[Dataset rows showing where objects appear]

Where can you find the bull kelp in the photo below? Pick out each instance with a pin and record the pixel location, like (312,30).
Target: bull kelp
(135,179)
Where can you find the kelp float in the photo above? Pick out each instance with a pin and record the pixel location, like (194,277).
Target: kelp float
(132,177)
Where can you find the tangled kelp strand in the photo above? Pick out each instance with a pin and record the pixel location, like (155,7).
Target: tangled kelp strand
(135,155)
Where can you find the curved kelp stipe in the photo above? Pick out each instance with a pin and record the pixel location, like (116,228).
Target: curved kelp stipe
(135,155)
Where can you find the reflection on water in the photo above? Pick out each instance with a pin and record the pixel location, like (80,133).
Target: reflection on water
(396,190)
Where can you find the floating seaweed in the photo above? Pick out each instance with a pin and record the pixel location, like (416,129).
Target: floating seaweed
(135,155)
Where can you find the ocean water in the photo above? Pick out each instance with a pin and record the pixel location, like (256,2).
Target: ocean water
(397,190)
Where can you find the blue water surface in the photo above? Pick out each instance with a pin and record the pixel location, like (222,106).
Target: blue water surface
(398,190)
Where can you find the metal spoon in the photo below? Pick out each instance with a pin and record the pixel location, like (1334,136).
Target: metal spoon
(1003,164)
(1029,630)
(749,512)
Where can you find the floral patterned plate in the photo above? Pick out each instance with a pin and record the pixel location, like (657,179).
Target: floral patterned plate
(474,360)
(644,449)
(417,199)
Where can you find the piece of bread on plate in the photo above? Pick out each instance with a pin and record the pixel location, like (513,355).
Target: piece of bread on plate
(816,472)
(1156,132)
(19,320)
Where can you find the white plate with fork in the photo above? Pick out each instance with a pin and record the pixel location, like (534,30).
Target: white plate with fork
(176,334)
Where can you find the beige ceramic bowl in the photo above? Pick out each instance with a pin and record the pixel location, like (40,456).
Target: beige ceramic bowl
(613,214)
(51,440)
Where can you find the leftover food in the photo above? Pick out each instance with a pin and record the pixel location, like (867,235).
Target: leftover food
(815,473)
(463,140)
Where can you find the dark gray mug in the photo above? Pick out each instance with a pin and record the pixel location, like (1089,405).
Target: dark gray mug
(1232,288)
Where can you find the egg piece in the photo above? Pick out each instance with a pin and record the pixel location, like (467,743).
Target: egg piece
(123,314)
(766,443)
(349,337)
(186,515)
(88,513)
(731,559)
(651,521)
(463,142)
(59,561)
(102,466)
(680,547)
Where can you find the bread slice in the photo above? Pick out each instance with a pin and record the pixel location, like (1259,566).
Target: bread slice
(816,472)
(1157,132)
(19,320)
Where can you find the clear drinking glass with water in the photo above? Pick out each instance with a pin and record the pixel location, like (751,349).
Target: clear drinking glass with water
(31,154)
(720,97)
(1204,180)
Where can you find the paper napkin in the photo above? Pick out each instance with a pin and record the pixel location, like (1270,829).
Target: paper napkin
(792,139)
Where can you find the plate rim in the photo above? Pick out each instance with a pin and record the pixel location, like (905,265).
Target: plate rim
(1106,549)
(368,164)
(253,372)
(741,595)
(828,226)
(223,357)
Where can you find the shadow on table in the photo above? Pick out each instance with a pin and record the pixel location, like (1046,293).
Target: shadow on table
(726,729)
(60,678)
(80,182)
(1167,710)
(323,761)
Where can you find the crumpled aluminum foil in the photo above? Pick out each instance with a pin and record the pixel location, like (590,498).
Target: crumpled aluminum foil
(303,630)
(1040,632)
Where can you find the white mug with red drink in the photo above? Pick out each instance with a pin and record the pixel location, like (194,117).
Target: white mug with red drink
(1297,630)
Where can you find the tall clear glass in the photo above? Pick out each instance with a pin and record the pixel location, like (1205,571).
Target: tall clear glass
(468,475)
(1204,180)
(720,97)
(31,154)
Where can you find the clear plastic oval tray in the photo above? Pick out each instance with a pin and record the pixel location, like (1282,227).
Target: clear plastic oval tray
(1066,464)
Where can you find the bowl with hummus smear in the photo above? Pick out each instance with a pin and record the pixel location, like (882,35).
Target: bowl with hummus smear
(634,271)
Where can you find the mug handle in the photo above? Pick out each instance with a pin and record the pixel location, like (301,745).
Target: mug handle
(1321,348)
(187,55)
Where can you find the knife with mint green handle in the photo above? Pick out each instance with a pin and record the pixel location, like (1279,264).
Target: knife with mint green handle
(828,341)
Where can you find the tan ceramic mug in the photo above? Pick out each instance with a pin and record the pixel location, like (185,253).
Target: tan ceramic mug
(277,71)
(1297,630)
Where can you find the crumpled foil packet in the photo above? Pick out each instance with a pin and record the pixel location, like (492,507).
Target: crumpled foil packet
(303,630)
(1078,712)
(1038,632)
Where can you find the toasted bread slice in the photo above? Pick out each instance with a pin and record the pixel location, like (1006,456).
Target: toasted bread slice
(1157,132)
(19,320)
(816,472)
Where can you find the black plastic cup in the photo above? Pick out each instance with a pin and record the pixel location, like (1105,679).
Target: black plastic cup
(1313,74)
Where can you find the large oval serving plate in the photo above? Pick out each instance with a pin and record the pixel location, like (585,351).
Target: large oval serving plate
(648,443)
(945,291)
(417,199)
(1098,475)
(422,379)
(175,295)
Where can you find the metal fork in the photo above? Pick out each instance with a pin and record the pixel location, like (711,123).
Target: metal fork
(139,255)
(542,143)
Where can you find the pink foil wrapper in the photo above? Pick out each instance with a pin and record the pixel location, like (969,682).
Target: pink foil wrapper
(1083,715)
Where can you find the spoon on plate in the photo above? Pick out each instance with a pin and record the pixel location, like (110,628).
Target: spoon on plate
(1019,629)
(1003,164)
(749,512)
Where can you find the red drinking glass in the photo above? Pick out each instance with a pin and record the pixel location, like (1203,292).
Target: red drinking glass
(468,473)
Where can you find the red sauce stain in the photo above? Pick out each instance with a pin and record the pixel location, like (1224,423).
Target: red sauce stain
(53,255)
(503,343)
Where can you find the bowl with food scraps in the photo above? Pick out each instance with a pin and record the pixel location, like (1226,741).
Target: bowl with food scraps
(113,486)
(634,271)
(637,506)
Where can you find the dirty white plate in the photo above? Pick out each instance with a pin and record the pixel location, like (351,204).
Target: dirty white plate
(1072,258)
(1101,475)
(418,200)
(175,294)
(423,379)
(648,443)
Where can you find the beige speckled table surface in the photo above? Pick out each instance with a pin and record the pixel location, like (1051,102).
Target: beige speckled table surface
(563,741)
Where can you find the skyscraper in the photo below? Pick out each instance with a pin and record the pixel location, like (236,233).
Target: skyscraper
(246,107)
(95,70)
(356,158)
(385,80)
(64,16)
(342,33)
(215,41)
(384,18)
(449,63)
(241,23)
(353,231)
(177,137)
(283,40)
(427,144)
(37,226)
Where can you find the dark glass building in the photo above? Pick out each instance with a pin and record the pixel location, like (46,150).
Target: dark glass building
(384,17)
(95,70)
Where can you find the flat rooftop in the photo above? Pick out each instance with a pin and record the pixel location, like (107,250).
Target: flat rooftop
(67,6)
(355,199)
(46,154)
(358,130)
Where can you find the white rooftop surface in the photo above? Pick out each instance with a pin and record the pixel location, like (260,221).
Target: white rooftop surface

> _Exercise aim_:
Return unchanged the lines of the records above, starting with the line that contains "Where can you find the white rooftop" and continuing through the last line of the records, with both ends included.

> _Solution below_:
Where can you find the white rooftop surface in the photo above? Pick out each instance with a pin and record the pixel location, like (260,221).
Target: white rooftop surface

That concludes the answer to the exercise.